> TASK DETAILS: The entries below should be given again exactly, minus their pictures.

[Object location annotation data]

------------

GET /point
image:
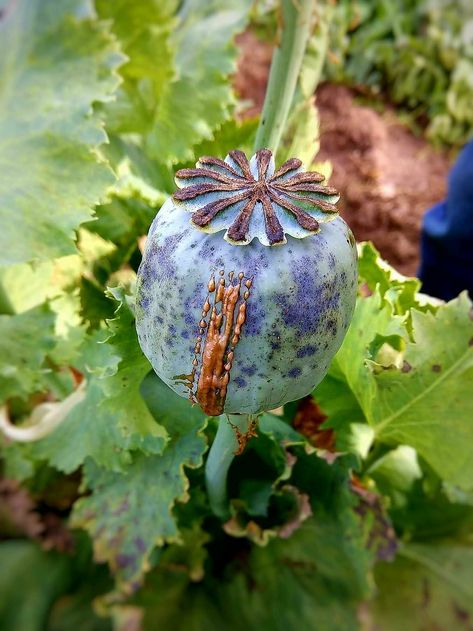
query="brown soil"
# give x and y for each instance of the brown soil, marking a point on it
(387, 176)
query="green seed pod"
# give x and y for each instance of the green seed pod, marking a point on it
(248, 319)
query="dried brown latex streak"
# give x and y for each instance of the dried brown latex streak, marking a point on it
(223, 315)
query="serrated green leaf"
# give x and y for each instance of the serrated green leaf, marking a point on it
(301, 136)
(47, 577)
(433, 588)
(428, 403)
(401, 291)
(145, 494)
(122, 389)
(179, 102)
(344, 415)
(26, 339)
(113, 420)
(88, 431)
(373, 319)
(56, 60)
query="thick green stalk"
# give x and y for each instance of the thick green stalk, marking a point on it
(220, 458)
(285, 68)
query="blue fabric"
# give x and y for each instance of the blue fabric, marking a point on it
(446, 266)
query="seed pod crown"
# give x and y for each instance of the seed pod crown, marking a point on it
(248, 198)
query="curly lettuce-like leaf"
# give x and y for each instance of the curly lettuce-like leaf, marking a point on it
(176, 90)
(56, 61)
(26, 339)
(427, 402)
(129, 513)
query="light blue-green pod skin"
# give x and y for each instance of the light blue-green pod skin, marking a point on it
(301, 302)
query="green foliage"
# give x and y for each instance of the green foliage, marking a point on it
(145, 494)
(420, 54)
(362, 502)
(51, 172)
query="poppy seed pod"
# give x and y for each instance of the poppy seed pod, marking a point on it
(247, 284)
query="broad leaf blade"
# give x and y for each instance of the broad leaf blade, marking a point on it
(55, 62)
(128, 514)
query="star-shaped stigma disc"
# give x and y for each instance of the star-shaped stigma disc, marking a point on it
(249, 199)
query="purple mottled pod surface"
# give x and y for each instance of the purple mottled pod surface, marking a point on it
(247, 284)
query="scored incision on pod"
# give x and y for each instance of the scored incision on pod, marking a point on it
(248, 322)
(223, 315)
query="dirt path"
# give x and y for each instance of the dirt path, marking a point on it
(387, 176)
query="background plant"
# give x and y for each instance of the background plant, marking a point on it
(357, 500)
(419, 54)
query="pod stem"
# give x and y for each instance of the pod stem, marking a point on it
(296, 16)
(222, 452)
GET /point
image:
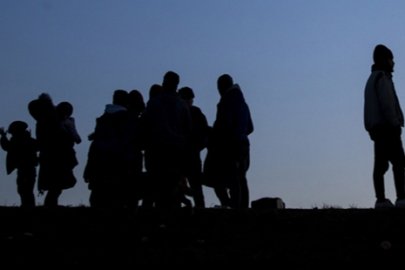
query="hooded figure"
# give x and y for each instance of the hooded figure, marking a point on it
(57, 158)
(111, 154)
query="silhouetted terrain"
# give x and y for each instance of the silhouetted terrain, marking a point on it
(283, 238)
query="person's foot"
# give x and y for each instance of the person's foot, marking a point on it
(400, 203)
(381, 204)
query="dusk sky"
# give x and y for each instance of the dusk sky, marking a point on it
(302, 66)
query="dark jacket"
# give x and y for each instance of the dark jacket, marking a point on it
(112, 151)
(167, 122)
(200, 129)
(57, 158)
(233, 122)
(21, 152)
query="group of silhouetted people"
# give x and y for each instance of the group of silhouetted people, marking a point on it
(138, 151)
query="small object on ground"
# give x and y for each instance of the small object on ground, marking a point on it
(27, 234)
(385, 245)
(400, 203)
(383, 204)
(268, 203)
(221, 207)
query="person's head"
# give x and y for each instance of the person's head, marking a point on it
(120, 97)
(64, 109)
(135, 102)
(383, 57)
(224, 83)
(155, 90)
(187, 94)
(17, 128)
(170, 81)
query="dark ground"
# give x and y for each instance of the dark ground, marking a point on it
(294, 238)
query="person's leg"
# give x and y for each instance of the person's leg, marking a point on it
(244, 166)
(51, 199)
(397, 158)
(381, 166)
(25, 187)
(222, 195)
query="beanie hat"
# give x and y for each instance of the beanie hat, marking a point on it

------------

> RESULT OF THIS EXERCISE:
GET /point
image:
query="brown soil"
# give x and y for each instance of the brown soil, marking a point on it
(387, 176)
query="green seed pod"
# give x and y for each instance of the green seed pod, marking a point on it
(248, 319)
query="dried brown latex streak"
# give x and y for each instance of the dried brown latex streak, marking a point on it
(223, 315)
query="serrated green leaf"
# give x and y for each instance of the serrated green leaf, marking a point on it
(301, 136)
(47, 577)
(433, 588)
(428, 403)
(401, 291)
(145, 494)
(122, 389)
(179, 102)
(344, 415)
(26, 339)
(113, 420)
(88, 431)
(373, 319)
(56, 60)
query="thick green stalk"
# give x and y for each instance of the thick green stalk, marking a point on it
(220, 458)
(285, 68)
query="blue fabric"
# give x and y for each instance of the blue fabric, marking a point on it
(446, 266)
query="seed pod crown"
# give x and y for each instance of the seed pod crown, marking a point on it
(248, 198)
query="curly lettuce-like leaf"
# give x and y for each instance of the curly lettuce-like leaf, marking a point on it
(176, 90)
(56, 61)
(26, 339)
(427, 402)
(129, 513)
query="light blue-green pod skin"
# give x and y for each instance of the light blue-green pod skin, marking a point on it
(301, 302)
query="green foliage"
# give x and y for each instance of the green foliage, marking a point on it
(145, 494)
(420, 54)
(362, 502)
(51, 172)
query="poppy seed pod"
# give x and y for each instance of the poppy seed pod, marking a point on it
(247, 284)
query="broad leaf blade"
# give x and y for each instance of the broad leaf blade, marking a point on it
(55, 62)
(128, 514)
query="star-shaped stigma disc"
# give x and y for each instance of the star-shaped stigma disc, marking a point on it
(249, 199)
query="purple mottled pod surface"
# give x and y for each instance of the purple mottled pod surface, marking a point on it
(247, 284)
query="scored incision on pod"
# give x and y for each instance of the scored incision on pod, marking a point on it
(248, 322)
(223, 315)
query="dirt path"
# give x and y for each instance of the dirt path, marking a point on it
(387, 176)
query="background plant"
# give x and y for each instance of the background plant, marking a point on it
(357, 500)
(419, 54)
query="pod stem"
# give x and y for each instance of the pod stem, marking a point on it
(296, 16)
(222, 452)
GET /point
image:
query="hooded figure"
# give x and y for each instance of the hooded figure, marking a point on it
(57, 158)
(111, 154)
query="silhouetted terrain"
# give x and y for each instance of the silhouetted terrain, marking a point on it
(283, 238)
query="person's foot"
# give x and y for each instance of the person's foot, marking a point on it
(400, 203)
(381, 204)
query="dusk sky"
# give x and y for each instance of the dusk sky, marking a point on it
(302, 66)
query="dark jacket"
# give x and y for each instance of the dark jacket, marking a point on it
(112, 151)
(167, 122)
(200, 129)
(57, 158)
(233, 122)
(21, 152)
query="group of silhouetted people"
# give x and y for each instance of the group of silhouetted people, marking a point on it
(138, 151)
query="small object on ground"
# give x and y for each instance of the small object on ground, marking a point on it
(27, 234)
(385, 245)
(400, 203)
(383, 204)
(268, 203)
(221, 207)
query="person's head"
# give x and y for each instance of the person's head, marking a point on it
(120, 97)
(64, 109)
(135, 102)
(383, 57)
(224, 83)
(155, 90)
(187, 94)
(17, 128)
(170, 81)
query="dark ground"
# give x and y for each instance of the dark ground, marking a point on it
(294, 238)
query="person's leg"
# give x and y for each instance of the person's leg, marking a point on it
(244, 166)
(51, 199)
(397, 158)
(381, 166)
(25, 187)
(222, 195)
query="beanie hat"
# give x and y for each instance of the beanie hat, marking a point on it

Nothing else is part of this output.